> Assigned task: If a line in the following entries holds the string "tree", include it in the tally. State the total and nothing further.

Content starts

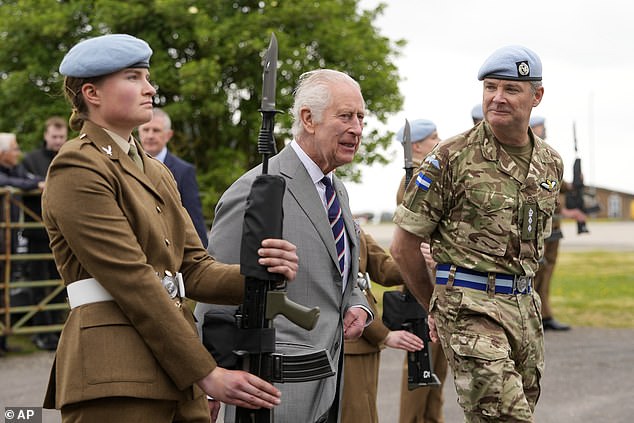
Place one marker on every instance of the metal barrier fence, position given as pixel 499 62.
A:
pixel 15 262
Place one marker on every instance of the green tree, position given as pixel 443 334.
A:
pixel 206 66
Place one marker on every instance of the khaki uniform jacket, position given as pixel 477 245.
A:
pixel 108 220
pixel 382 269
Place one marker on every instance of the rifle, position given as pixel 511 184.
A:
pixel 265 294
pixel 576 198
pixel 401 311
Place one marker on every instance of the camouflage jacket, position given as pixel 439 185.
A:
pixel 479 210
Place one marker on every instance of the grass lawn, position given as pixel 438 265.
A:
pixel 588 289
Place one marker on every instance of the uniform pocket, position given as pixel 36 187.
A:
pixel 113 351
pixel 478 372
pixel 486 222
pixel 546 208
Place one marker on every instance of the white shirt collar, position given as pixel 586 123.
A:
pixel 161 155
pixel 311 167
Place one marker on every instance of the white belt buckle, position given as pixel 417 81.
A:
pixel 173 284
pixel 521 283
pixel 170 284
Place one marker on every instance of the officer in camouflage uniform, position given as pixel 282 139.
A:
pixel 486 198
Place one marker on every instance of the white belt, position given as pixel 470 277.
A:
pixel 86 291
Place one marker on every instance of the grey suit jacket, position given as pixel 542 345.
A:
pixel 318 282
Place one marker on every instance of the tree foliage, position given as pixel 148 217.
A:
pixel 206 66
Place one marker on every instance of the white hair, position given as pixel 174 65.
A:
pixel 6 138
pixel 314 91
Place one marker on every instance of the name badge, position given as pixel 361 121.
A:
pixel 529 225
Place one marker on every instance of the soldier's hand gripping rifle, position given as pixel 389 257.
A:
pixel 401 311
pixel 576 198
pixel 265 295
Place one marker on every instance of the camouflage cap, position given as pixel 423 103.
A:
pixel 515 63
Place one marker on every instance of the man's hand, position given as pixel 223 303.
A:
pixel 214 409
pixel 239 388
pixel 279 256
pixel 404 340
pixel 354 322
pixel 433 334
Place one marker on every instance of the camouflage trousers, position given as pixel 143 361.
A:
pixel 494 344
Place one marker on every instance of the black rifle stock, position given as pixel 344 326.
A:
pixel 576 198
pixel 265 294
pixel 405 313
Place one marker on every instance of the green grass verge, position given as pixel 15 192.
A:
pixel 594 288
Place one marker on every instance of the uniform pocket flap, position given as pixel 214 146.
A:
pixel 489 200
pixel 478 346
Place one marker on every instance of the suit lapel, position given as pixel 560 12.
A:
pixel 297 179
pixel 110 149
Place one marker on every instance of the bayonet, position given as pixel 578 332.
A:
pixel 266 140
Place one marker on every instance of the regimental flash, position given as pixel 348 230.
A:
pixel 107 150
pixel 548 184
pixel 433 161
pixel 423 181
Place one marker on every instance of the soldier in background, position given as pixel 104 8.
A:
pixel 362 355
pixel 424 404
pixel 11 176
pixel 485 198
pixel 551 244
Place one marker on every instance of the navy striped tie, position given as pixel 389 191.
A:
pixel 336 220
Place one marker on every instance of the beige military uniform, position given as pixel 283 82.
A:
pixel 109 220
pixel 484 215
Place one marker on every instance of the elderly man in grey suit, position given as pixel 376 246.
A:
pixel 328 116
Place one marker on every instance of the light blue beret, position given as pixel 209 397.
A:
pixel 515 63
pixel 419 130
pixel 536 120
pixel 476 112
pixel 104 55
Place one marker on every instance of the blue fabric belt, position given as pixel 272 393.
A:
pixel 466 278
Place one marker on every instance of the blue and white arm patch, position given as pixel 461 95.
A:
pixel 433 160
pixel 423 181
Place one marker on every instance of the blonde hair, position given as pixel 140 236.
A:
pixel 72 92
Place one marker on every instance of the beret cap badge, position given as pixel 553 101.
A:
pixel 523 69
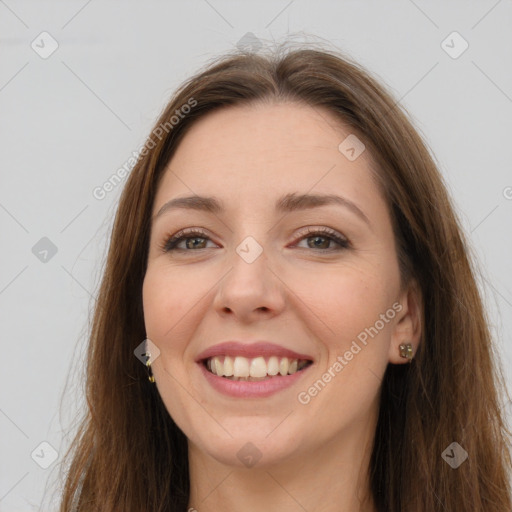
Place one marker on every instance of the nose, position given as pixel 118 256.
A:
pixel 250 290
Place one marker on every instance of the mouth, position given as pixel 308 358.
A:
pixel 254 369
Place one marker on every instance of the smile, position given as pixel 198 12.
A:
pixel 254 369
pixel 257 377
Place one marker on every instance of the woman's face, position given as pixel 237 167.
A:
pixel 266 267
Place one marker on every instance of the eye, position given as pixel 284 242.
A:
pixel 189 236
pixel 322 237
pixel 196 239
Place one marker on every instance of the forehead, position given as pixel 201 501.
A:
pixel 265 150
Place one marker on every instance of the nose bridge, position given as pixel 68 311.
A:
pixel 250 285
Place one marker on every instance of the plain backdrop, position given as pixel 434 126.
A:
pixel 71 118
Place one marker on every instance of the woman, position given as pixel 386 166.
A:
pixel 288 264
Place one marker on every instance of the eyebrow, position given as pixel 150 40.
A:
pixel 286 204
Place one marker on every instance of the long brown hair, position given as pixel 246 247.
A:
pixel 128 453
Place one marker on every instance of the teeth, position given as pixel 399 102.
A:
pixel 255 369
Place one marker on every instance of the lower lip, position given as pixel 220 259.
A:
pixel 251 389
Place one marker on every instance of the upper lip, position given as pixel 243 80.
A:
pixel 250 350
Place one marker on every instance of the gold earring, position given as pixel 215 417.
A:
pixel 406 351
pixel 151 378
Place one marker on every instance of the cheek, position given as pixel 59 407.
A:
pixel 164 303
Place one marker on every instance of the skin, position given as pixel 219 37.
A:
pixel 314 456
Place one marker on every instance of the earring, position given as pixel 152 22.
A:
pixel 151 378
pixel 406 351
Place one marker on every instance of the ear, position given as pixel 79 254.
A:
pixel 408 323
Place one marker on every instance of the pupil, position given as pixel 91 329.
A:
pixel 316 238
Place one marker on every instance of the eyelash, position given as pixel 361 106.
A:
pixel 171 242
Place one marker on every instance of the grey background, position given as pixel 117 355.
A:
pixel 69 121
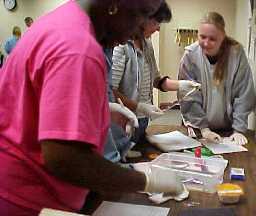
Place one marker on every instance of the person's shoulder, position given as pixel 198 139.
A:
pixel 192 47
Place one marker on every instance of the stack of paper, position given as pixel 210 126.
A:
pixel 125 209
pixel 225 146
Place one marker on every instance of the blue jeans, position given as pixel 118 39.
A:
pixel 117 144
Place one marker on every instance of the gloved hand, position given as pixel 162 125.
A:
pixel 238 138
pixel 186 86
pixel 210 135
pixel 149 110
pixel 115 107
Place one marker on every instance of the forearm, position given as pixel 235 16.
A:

Content ends
Content starts

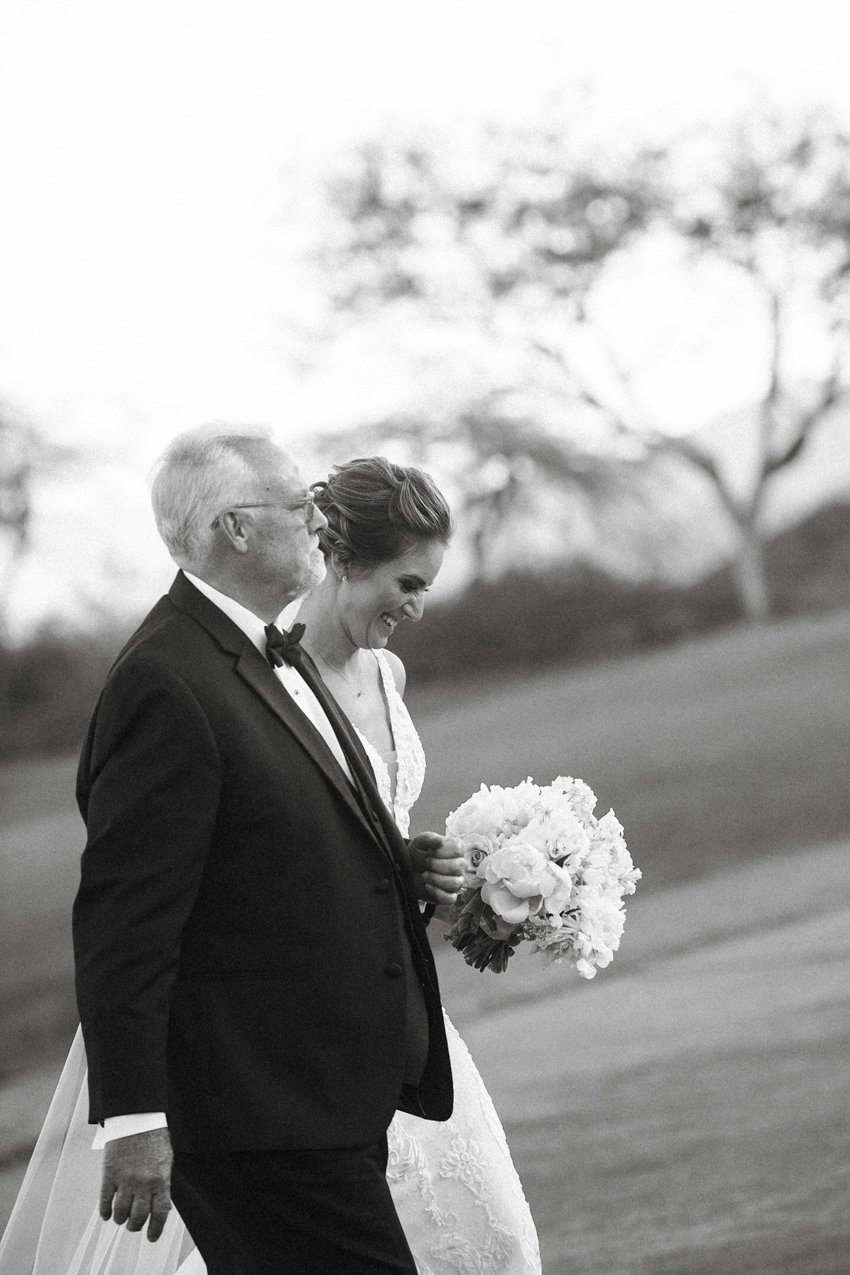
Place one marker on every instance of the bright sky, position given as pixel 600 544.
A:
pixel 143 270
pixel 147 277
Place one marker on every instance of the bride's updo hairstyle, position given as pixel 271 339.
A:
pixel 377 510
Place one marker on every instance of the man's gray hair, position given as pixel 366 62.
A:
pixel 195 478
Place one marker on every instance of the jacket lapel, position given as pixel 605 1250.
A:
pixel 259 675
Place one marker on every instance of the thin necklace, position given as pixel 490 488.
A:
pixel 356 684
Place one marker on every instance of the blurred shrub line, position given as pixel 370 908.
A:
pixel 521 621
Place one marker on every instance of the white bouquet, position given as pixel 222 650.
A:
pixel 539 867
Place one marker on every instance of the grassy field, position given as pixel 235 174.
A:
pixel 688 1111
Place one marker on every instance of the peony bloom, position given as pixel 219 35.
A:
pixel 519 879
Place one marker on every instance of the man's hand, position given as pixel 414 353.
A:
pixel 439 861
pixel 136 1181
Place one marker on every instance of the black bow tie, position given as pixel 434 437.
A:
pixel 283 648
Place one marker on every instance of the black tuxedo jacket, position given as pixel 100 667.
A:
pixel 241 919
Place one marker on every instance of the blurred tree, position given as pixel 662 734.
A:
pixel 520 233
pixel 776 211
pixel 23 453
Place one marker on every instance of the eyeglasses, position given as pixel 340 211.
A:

Content ends

> Output of the task: 3